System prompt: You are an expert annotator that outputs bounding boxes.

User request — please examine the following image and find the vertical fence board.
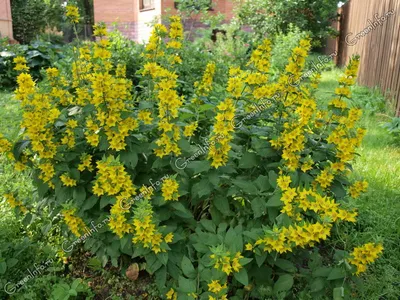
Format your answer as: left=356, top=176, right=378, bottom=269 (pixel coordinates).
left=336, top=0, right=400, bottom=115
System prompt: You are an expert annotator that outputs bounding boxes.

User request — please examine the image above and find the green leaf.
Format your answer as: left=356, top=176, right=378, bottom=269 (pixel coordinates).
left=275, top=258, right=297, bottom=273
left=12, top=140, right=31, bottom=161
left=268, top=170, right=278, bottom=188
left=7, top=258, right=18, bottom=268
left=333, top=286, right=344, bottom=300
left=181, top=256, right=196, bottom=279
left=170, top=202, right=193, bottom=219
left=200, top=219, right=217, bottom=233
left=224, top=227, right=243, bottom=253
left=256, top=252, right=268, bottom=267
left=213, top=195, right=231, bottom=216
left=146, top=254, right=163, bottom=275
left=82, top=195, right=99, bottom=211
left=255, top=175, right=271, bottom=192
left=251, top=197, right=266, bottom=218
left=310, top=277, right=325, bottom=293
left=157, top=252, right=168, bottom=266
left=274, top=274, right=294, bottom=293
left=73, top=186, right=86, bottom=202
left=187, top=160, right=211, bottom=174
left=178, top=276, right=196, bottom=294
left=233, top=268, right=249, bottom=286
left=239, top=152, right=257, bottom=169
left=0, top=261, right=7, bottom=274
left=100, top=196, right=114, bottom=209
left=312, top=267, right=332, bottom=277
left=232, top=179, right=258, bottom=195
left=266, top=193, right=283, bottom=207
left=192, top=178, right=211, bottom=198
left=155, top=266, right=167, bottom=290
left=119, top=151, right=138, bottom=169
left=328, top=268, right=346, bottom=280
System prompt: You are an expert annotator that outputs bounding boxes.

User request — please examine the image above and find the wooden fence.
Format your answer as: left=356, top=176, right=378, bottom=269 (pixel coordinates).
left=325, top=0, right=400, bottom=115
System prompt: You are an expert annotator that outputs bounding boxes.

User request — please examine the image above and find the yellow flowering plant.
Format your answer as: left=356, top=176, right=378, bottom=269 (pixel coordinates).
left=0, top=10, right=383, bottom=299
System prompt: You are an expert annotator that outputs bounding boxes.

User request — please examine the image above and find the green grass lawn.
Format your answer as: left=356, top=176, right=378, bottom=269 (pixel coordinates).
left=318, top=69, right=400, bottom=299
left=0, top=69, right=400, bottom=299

┄┄┄┄┄┄

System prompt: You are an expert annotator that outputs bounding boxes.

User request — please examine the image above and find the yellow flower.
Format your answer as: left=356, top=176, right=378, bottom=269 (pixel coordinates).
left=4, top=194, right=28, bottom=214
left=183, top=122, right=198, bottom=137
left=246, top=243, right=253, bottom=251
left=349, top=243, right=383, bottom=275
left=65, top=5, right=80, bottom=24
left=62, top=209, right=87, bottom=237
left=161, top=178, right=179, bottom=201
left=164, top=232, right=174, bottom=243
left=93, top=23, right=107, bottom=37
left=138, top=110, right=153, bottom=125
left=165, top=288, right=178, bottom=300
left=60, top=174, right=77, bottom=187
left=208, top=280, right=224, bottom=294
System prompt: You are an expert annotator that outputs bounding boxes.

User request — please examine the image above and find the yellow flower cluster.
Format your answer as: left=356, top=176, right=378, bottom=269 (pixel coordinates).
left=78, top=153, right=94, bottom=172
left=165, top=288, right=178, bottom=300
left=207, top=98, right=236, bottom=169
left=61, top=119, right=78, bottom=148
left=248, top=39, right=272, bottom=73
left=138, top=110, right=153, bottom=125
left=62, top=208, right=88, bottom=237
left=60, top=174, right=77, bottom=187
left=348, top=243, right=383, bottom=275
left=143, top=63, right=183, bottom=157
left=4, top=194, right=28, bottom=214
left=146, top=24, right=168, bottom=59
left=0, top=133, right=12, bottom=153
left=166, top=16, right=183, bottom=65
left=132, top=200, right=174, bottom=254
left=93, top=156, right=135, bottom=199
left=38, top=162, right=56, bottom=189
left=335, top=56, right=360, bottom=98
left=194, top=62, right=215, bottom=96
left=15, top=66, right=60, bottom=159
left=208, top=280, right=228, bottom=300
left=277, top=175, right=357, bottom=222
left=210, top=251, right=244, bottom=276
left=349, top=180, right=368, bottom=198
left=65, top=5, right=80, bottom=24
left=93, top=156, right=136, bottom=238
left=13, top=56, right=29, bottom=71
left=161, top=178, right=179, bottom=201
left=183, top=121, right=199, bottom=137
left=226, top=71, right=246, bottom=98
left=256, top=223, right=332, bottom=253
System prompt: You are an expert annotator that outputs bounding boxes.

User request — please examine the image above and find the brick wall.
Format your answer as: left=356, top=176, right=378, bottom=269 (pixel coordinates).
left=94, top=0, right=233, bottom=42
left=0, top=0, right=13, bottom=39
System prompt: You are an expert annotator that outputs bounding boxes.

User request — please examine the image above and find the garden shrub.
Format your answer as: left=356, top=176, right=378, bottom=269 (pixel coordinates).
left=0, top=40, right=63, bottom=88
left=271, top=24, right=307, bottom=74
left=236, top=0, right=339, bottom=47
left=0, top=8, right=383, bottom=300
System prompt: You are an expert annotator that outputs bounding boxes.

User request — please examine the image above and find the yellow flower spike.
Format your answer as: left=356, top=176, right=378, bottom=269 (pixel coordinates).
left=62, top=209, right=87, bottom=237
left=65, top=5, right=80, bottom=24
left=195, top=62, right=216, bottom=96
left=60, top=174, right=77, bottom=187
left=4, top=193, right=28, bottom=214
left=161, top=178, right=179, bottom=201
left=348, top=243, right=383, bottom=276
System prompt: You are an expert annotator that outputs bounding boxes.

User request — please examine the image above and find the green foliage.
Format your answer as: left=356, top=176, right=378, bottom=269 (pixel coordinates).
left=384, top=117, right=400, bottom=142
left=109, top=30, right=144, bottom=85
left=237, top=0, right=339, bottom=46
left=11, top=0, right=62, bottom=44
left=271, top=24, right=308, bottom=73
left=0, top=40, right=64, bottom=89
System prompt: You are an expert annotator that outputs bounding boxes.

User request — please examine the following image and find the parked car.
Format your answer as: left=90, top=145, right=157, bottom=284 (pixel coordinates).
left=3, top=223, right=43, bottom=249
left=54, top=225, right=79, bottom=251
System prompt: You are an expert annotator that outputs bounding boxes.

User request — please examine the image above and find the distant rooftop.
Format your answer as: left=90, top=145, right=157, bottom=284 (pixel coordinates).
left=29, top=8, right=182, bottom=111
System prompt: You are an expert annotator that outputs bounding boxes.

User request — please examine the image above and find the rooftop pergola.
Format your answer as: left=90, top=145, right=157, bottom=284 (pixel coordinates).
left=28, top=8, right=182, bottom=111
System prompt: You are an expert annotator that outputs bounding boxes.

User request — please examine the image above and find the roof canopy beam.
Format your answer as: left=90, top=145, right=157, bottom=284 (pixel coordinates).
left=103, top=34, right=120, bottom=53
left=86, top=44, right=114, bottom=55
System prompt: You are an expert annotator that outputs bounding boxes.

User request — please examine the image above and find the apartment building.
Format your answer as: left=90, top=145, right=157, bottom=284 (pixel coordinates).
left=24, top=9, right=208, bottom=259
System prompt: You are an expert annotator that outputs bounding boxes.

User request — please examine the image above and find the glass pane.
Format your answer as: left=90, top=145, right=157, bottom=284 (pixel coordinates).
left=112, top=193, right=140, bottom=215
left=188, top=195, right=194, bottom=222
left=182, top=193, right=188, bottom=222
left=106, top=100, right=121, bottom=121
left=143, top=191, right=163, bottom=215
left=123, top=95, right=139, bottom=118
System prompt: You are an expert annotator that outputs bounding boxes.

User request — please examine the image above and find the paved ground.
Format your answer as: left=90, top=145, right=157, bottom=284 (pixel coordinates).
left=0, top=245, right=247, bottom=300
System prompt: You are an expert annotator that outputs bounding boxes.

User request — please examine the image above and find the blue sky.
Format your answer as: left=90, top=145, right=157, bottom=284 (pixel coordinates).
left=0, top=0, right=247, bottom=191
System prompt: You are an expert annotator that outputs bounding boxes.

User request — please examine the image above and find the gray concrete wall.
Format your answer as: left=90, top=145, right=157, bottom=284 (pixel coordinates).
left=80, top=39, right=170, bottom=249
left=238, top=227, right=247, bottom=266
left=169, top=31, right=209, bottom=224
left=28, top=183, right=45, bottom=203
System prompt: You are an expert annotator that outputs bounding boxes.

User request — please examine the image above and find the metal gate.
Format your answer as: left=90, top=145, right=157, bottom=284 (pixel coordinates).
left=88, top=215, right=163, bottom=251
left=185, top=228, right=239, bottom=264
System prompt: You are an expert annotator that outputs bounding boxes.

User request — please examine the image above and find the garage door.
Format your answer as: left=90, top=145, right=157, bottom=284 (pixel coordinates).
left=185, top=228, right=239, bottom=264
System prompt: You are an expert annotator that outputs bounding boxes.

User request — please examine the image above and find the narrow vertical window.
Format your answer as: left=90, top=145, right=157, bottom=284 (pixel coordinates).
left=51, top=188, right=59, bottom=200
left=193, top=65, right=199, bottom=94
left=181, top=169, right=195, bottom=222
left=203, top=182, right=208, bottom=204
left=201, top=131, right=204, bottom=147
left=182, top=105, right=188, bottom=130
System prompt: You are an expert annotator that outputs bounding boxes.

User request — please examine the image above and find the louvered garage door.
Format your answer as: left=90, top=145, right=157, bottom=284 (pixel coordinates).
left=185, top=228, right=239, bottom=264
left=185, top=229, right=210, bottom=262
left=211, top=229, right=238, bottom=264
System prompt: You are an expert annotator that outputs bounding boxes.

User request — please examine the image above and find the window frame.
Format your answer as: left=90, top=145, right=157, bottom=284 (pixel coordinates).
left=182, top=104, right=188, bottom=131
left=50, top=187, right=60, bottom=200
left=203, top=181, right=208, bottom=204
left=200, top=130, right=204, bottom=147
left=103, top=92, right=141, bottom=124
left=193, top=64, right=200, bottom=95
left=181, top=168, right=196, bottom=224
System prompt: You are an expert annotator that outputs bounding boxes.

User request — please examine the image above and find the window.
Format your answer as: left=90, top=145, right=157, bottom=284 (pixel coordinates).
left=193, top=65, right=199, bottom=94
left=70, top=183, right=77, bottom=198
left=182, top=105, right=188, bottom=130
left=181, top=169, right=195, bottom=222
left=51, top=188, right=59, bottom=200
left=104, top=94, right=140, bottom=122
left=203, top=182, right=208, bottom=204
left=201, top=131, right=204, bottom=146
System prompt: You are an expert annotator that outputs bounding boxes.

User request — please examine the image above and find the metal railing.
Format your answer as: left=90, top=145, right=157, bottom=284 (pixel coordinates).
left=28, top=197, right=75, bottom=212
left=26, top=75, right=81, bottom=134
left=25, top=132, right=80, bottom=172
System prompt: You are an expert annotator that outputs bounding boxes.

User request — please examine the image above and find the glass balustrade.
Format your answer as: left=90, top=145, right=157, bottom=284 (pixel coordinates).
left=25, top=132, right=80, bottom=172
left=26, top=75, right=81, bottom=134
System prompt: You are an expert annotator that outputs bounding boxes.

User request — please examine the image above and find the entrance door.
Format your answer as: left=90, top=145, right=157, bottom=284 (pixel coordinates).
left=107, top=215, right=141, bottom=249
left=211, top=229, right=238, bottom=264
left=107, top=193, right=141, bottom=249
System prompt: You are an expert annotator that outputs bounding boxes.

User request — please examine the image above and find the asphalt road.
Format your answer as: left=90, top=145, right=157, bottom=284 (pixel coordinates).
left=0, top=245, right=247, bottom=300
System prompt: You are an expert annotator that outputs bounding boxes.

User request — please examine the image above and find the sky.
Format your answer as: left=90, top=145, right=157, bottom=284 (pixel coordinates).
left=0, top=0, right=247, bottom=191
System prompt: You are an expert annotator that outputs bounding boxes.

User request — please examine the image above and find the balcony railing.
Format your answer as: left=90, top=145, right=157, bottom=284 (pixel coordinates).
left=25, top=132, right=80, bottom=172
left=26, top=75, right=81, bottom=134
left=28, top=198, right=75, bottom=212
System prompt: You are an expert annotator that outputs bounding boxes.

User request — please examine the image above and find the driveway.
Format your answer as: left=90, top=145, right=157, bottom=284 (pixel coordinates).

┄┄┄┄┄┄

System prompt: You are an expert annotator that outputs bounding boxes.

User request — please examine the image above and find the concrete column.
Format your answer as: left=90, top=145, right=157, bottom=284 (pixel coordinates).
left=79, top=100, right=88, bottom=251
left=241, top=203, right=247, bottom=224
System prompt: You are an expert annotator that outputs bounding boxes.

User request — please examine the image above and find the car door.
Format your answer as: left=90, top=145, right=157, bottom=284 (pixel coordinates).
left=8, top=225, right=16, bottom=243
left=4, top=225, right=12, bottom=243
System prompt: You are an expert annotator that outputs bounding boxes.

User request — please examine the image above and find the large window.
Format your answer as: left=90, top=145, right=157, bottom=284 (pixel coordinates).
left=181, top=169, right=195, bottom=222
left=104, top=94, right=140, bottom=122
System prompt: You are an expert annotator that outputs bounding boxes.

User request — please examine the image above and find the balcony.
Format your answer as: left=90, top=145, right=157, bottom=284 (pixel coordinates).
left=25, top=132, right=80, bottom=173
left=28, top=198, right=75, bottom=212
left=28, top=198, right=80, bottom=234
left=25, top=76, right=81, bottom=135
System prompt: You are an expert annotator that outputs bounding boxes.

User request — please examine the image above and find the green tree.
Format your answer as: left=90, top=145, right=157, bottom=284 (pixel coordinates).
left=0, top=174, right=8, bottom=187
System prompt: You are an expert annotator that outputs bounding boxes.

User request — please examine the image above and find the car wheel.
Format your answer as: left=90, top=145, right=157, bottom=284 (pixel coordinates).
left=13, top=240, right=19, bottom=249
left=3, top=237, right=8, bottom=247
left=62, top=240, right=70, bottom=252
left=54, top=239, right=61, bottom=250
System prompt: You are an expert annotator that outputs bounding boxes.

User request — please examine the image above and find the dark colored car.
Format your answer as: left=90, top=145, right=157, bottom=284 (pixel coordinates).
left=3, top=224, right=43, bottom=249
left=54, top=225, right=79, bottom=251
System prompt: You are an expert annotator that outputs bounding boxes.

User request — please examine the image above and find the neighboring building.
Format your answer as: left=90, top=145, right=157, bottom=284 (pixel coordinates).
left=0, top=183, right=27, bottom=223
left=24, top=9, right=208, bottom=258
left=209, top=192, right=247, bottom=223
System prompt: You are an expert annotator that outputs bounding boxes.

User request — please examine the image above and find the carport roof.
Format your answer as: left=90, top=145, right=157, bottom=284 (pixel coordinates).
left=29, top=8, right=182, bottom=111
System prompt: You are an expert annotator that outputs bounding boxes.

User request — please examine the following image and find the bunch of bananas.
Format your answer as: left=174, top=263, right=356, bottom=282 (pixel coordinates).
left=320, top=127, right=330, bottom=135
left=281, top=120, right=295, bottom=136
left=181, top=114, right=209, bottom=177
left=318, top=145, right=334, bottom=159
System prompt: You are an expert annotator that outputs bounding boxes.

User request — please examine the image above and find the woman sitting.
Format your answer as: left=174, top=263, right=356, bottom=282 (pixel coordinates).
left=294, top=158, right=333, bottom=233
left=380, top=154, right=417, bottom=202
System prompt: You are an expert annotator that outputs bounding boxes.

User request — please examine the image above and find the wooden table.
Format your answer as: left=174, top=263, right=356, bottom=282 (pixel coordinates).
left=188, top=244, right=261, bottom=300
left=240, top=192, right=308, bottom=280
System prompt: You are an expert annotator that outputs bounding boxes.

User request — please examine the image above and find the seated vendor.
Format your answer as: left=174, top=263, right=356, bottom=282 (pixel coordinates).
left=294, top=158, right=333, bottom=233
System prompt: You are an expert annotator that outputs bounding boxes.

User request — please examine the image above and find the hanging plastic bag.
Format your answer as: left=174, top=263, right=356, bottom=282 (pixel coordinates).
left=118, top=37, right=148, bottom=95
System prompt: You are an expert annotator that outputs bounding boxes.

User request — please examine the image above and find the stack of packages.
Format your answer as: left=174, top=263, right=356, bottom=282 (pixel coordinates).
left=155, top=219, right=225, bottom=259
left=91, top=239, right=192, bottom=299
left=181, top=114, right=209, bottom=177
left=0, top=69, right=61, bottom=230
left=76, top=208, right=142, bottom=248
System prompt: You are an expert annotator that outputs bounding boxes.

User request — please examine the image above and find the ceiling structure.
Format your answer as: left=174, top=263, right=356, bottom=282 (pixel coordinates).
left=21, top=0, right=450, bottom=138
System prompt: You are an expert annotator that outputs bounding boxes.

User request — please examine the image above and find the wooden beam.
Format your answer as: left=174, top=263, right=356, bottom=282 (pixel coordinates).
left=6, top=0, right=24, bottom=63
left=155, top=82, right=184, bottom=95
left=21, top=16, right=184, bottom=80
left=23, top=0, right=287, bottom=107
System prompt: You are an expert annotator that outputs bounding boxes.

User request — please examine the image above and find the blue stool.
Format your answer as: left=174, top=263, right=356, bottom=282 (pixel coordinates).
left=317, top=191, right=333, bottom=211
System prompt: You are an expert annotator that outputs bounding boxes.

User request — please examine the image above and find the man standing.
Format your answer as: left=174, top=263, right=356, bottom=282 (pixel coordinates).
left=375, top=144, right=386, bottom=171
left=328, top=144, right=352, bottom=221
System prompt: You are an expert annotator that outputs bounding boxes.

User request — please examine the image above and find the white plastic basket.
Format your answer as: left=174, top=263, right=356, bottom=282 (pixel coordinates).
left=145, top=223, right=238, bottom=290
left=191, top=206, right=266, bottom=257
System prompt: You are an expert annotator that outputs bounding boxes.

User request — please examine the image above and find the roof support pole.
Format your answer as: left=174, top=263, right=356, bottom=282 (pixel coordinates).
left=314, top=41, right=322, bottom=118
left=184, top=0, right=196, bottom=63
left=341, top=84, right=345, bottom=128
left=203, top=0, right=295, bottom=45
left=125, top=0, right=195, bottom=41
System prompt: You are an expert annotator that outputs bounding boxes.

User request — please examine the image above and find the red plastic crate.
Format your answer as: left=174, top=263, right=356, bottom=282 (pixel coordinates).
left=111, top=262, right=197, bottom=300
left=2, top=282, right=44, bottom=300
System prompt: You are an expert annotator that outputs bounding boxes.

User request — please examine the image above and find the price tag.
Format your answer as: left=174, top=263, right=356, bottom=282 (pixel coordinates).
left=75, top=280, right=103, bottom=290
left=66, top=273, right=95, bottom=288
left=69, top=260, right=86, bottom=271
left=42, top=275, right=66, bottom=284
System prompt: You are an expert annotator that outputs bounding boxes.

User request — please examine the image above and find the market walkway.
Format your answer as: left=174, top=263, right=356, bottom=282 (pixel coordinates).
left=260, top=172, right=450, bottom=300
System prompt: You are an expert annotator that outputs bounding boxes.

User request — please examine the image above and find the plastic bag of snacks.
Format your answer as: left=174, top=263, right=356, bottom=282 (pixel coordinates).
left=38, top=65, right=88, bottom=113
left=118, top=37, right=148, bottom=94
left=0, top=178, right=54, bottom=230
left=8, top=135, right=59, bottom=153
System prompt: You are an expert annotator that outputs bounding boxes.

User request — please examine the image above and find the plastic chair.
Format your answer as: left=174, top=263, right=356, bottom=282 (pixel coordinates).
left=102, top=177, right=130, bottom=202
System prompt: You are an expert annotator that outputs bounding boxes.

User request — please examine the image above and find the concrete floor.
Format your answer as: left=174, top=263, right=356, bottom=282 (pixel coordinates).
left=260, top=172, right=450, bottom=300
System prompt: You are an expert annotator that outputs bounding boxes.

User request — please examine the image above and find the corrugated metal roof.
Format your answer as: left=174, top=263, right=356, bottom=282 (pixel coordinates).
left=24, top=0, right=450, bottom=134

┄┄┄┄┄┄

**Brief:** Gather every line from the entries above that contains the string "vertical" and copy each one unchanged.

**The output:**
User request — please examine the following image and find the vertical fence board.
User request — please examine the image above and find the narrow vertical window.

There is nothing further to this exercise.